EXERCISE REQUIREMENTS —
1. Determine whether each of the following statements agrees with the Josh Molina interview, answering yes or no and quoting the deciding words of that text: (a) Molina teaches 13 units of journalism classes to City College students. (b) The Unified School District has made its plan for grading online students public. (c) Molina has three children.
2. Rewrite the paragraph of the Josh Molina interview that begins "Josh himself is juggling" as a brief list, keeping its main facts.
3. Continue the Josh Molina interview from the point at which it stops.

PAGE EXTRACT —
____________________

Josh Molina: 'There's a Lot of Tension at City Hall Right Now' -- Inside SB's Political Turmoil

Updated: Apr 23, 2020


Newsmakers just checked in with SB journalist Josh Molina, to talk about two scoopy stories he posted on Tuesday over at Noozhawk: One spotlights a wave of pandemic-era political turmoil at City Hall, while the other reveals that the suits at the Unified School District have cooked up a still-secret plan for grading locked-out students forced to take classes online.


Josh himself is juggling a full load of professional and domestic assignments, he told us in a Zoom Chat, pounding out daily news yarns and teaching 13 units of journalism classes to City College students, while keeping an eye on his two kids, a teenager and a kindergartner, and their adventures in virtual learning.


"There's a lot of tension at City Hall right now," he told us, about his first piece, which explores how executive staff and elected council members are scrambling to cope with a massive whack to the city government budget, while also struggling to jump start a long-overdue economic development strategy that suddenly must take account of the harsh new realities of the age of coronavirus.

____________________

Stored data —
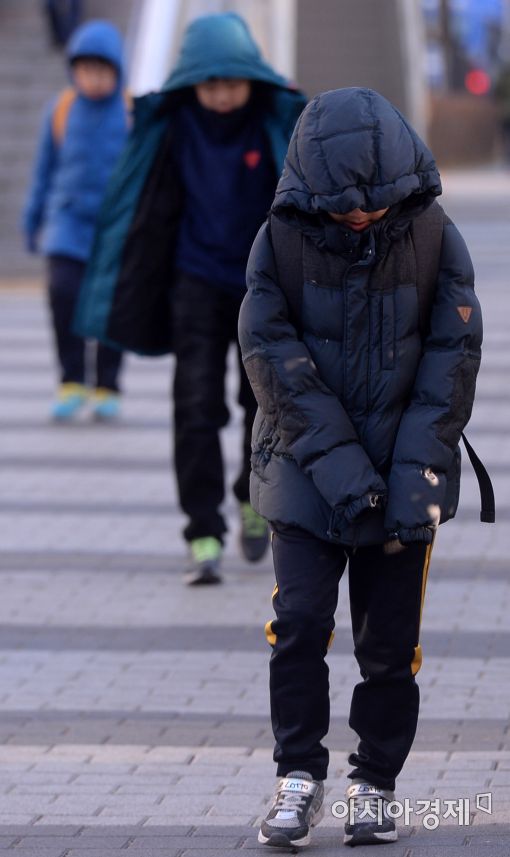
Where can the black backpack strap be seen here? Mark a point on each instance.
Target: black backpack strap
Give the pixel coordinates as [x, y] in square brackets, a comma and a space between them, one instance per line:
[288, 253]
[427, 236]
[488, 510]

____________________

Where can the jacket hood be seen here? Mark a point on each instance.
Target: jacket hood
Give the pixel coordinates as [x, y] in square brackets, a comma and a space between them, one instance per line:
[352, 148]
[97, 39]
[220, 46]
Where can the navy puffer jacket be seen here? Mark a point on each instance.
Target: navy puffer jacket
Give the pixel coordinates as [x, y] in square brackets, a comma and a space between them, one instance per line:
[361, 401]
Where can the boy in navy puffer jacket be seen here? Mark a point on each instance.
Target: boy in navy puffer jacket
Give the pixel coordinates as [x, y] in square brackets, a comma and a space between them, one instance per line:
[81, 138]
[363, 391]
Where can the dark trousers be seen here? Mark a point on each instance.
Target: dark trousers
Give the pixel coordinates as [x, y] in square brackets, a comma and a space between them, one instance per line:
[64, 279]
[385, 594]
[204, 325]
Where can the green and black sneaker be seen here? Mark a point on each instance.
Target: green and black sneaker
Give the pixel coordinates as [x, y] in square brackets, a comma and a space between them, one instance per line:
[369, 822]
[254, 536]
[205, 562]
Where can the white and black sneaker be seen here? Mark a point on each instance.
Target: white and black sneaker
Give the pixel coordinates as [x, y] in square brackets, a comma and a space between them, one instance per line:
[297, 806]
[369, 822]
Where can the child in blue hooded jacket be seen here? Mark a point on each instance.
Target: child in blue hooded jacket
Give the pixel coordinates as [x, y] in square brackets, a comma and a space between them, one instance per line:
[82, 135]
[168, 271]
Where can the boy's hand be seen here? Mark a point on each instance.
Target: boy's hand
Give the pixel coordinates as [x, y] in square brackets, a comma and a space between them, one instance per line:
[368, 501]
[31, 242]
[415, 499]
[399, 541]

____________________

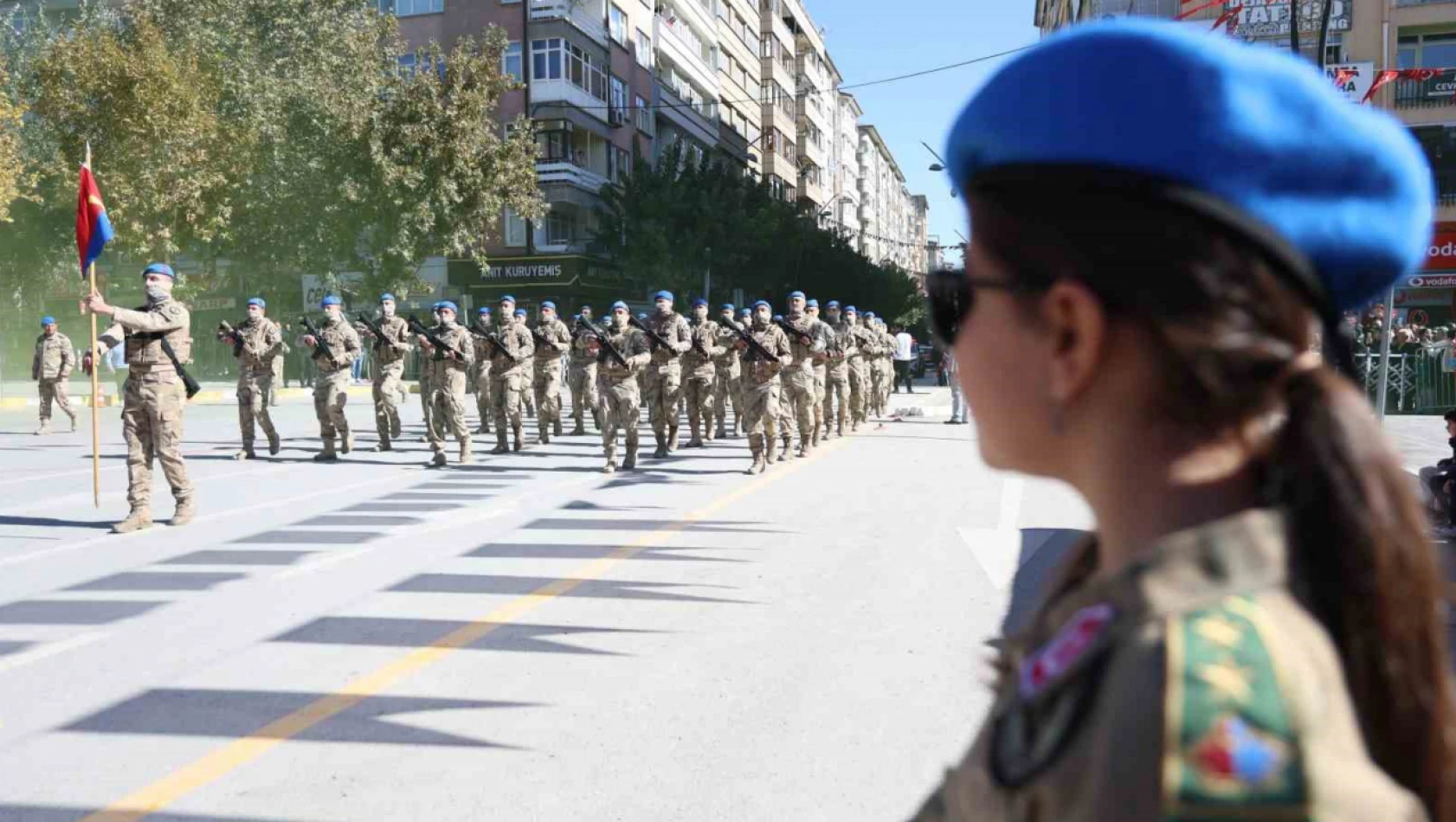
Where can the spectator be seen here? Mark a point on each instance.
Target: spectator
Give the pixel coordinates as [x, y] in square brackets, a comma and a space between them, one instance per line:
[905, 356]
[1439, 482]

____________________

ANSWERS BELOW —
1.
(a) Yes: "teaching 13 units of journalism classes to City College students"
(b) No: "have cooked up a still-secret plan for grading locked-out students forced to take classes online"
(c) No: "his two kids, a teenager and a kindergartner"

2.
Josh Molina, speaking in a Zoom chat, described a full load of professional and domestic work:
- writing daily news stories
- teaching 13 units of journalism classes to City College students
- watching his two children, a teenager and a kindergartner, as they go through virtual learning

3.
City Administrator Paul Casey has swiftly stepped up and volunteered to take a pay cut, a clear signal of the fiscal pain to come when the full scope of the budget disaster becomes clear, a scenario shaped by increased costs and plummeting revenues inflicted by the COVID-19 shutdown.


Mayor Cathy Murillo, up for re-election next year, so far has kept a low profile amid the disaster but now, Josh reports, has assembled a 15-member business task force to be charged with pointing the way out of immediate financial hard times for Santa Barbara's economy, while also setting a course for the future.


Even before the mayor's task force was formally announced, however, councilmember Oscar Gutierrez, an erstwhile close Cathy ally, shared with Josh his outrage at being excluded from the panel and the process; Oscar has grown increasingly close to prominent developers in town, and his cross words for the mayor come as others criticize Cathy for having no representative of State Street commercial interests on her committee, and as former (and future?) Mayor Hal Conklin simultaneously is rolling out a separate economic development project this week.


Smack in the center of the conflict sits the Community Development Department, widely reviled by many businesses and homeowners for its byzantine, many-layered, self-perpetuating bureaucracy and infernal, nit-picking permit operations; a recent big-ticket consultant's report to the council targeted the department as the source of many problems.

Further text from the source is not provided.